• _TO DO_: Except for the pictures, retype the records that follow exactly.

#### EXTRACTED DATA

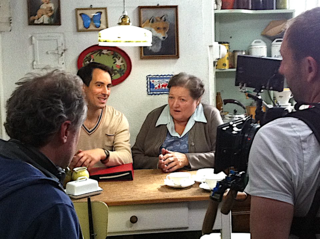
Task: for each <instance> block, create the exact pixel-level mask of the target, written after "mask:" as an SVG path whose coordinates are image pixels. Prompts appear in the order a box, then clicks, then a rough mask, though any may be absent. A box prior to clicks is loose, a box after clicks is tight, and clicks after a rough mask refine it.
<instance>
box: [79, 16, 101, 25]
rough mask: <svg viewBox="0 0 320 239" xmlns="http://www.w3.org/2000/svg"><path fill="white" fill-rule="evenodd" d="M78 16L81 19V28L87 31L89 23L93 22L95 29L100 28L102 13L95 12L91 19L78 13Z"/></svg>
mask: <svg viewBox="0 0 320 239" xmlns="http://www.w3.org/2000/svg"><path fill="white" fill-rule="evenodd" d="M79 15H80V16H81V18H82V22H83V27H84V28H85V29H88V28H89V27H90V25H91V22H93V25H94V26H95V27H96V28H99V27H100V26H101V15H102V12H96V13H94V14H92V15H93V16H92V17H90V16H88V15H87V14H85V13H80V14H79Z"/></svg>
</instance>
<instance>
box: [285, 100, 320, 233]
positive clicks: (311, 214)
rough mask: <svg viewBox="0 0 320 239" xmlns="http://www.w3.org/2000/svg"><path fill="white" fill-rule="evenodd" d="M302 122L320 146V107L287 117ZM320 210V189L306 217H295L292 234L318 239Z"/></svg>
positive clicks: (311, 204) (301, 112)
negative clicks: (314, 138)
mask: <svg viewBox="0 0 320 239" xmlns="http://www.w3.org/2000/svg"><path fill="white" fill-rule="evenodd" d="M286 117H295V118H298V119H300V120H302V121H303V122H304V123H305V124H307V125H308V127H309V128H310V129H311V130H312V132H313V133H314V135H315V137H316V138H317V140H318V142H319V144H320V106H319V104H316V105H313V106H312V107H311V108H308V109H305V110H297V111H296V112H292V113H289V114H287V115H286ZM319 208H320V187H319V188H318V190H317V191H316V194H315V196H314V198H313V201H312V204H311V207H310V209H309V212H308V213H307V215H306V216H305V217H294V218H293V221H292V224H291V232H290V233H291V234H293V235H296V236H298V237H299V238H300V239H316V234H320V218H319V217H317V212H318V211H319Z"/></svg>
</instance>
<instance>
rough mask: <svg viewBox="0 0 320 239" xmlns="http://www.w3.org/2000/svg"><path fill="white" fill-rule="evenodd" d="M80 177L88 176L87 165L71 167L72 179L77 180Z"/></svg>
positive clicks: (87, 176) (86, 177)
mask: <svg viewBox="0 0 320 239" xmlns="http://www.w3.org/2000/svg"><path fill="white" fill-rule="evenodd" d="M80 177H86V178H89V172H88V170H87V167H77V168H74V169H73V172H72V180H77V179H78V178H80Z"/></svg>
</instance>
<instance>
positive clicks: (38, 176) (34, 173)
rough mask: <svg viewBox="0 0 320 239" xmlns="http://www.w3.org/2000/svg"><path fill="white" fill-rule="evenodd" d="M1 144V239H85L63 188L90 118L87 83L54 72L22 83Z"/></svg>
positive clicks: (0, 161) (8, 117)
mask: <svg viewBox="0 0 320 239" xmlns="http://www.w3.org/2000/svg"><path fill="white" fill-rule="evenodd" d="M18 85H19V86H18V87H17V88H16V90H15V91H14V92H13V93H12V95H11V97H10V98H9V100H8V101H7V105H6V109H7V118H6V122H5V124H4V126H5V129H6V132H7V134H8V135H9V136H10V138H11V139H10V140H9V141H4V140H0V192H1V193H0V215H1V216H0V238H6V239H11V238H12V239H17V238H24V239H34V238H46V239H48V238H49V239H50V238H65V239H71V238H72V239H76V238H82V234H81V230H80V225H79V222H78V218H77V215H76V212H75V209H74V207H73V204H72V202H71V200H70V198H69V196H68V195H66V193H65V192H64V190H63V187H62V184H61V183H62V182H63V180H64V176H65V172H64V168H66V167H67V166H68V165H69V163H70V161H71V159H72V156H73V155H74V153H75V151H76V145H77V142H78V138H79V132H80V127H81V125H82V123H83V120H84V119H85V115H86V103H85V99H84V96H83V92H82V82H81V80H80V79H79V78H78V77H77V76H76V75H71V74H67V73H65V72H61V71H54V72H51V73H49V74H47V75H44V76H33V77H32V78H26V79H24V80H23V81H20V82H19V83H18Z"/></svg>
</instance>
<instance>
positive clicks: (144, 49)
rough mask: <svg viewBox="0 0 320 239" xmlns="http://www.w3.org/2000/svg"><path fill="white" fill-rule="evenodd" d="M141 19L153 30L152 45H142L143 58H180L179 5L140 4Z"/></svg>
mask: <svg viewBox="0 0 320 239" xmlns="http://www.w3.org/2000/svg"><path fill="white" fill-rule="evenodd" d="M139 21H140V26H141V27H142V28H145V29H148V30H150V31H151V32H152V46H151V47H148V46H147V47H141V49H140V58H141V59H170V58H179V28H178V6H139Z"/></svg>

########

• _RESPONSE TO THIS EXERCISE_:
Task: for each <instance> block, create the exact pixel-level mask of the target, written after "mask:" as an SVG path whose coordinates are image pixels. Prompts appear in the order a box, then clicks, then a rough mask, though any may be absent. A box prior to clicks is loose, a box after clicks is tight, and clicks after a rough mask refine it.
<instance>
box: [79, 16, 101, 25]
rough mask: <svg viewBox="0 0 320 239" xmlns="http://www.w3.org/2000/svg"><path fill="white" fill-rule="evenodd" d="M78 16L81 19V28L87 31L89 23L93 22L95 29L100 28L102 13L95 12L91 19L78 13Z"/></svg>
mask: <svg viewBox="0 0 320 239" xmlns="http://www.w3.org/2000/svg"><path fill="white" fill-rule="evenodd" d="M79 15H80V16H81V18H82V22H83V27H84V28H85V29H88V28H89V27H90V25H91V22H93V25H94V26H95V27H96V28H99V27H100V26H101V15H102V12H96V13H94V14H92V15H93V16H92V17H90V16H88V15H87V14H85V13H80V14H79Z"/></svg>
</instance>
<instance>
box: [285, 100, 320, 233]
positive clicks: (311, 214)
rough mask: <svg viewBox="0 0 320 239" xmlns="http://www.w3.org/2000/svg"><path fill="white" fill-rule="evenodd" d="M302 122L320 146V107L287 117ZM320 210V189L306 217H295L292 234L318 239Z"/></svg>
positive clicks: (311, 204) (301, 112)
negative clicks: (314, 138)
mask: <svg viewBox="0 0 320 239" xmlns="http://www.w3.org/2000/svg"><path fill="white" fill-rule="evenodd" d="M286 117H295V118H298V119H300V120H302V121H303V122H304V123H305V124H307V125H308V127H309V128H310V129H311V130H312V132H313V133H314V135H315V137H316V138H317V140H318V142H319V144H320V106H319V104H316V105H313V106H312V107H311V108H308V109H305V110H297V111H296V112H292V113H289V114H287V115H286ZM319 208H320V187H319V188H318V190H317V191H316V194H315V196H314V198H313V201H312V204H311V207H310V209H309V212H308V213H307V215H306V216H305V217H294V218H293V221H292V224H291V232H290V233H291V234H293V235H296V236H298V237H299V238H300V239H316V234H320V218H319V217H317V212H318V211H319Z"/></svg>
</instance>
<instance>
rough mask: <svg viewBox="0 0 320 239" xmlns="http://www.w3.org/2000/svg"><path fill="white" fill-rule="evenodd" d="M80 177L88 176L87 165L71 167L72 179L77 180Z"/></svg>
positive clicks: (87, 176) (86, 177)
mask: <svg viewBox="0 0 320 239" xmlns="http://www.w3.org/2000/svg"><path fill="white" fill-rule="evenodd" d="M80 177H86V178H89V172H88V170H87V167H77V168H74V169H73V172H72V180H77V179H78V178H80Z"/></svg>
</instance>
<instance>
positive clicks: (38, 176) (34, 173)
rough mask: <svg viewBox="0 0 320 239" xmlns="http://www.w3.org/2000/svg"><path fill="white" fill-rule="evenodd" d="M1 144V239H85L63 188L90 118L87 83L54 72L22 83Z"/></svg>
positive clicks: (0, 161) (8, 117)
mask: <svg viewBox="0 0 320 239" xmlns="http://www.w3.org/2000/svg"><path fill="white" fill-rule="evenodd" d="M18 85H19V86H18V87H17V88H16V90H15V91H14V92H13V93H12V95H11V97H10V98H9V100H8V101H7V105H6V109H7V118H6V122H5V124H4V126H5V129H6V132H7V134H8V135H9V136H10V138H11V139H10V140H9V141H4V140H0V192H1V193H0V215H1V216H0V238H6V239H11V238H12V239H17V238H24V239H34V238H46V239H48V238H49V239H50V238H65V239H71V238H72V239H76V238H82V234H81V230H80V225H79V222H78V218H77V215H76V212H75V209H74V207H73V204H72V202H71V200H70V198H69V196H68V195H66V193H65V192H64V190H63V187H62V184H61V183H62V182H63V180H64V176H65V172H64V168H66V167H67V166H68V165H69V163H70V161H71V159H72V156H73V155H74V153H75V151H76V145H77V142H78V138H79V132H80V127H81V125H82V123H83V120H84V119H85V115H86V103H85V99H84V96H83V92H82V82H81V80H80V79H79V78H78V77H77V76H76V75H71V74H67V73H65V72H61V71H54V72H51V73H49V74H47V75H44V76H33V77H32V78H26V79H24V80H23V81H20V82H19V83H18Z"/></svg>
</instance>
<instance>
positive clicks: (144, 49)
rough mask: <svg viewBox="0 0 320 239" xmlns="http://www.w3.org/2000/svg"><path fill="white" fill-rule="evenodd" d="M141 19L153 30L152 45H142L143 58H180L179 5L140 4Z"/></svg>
mask: <svg viewBox="0 0 320 239" xmlns="http://www.w3.org/2000/svg"><path fill="white" fill-rule="evenodd" d="M139 21H140V26H141V27H142V28H145V29H148V30H150V31H151V32H152V46H151V47H148V46H147V47H141V49H140V58H141V59H170V58H179V28H178V6H139Z"/></svg>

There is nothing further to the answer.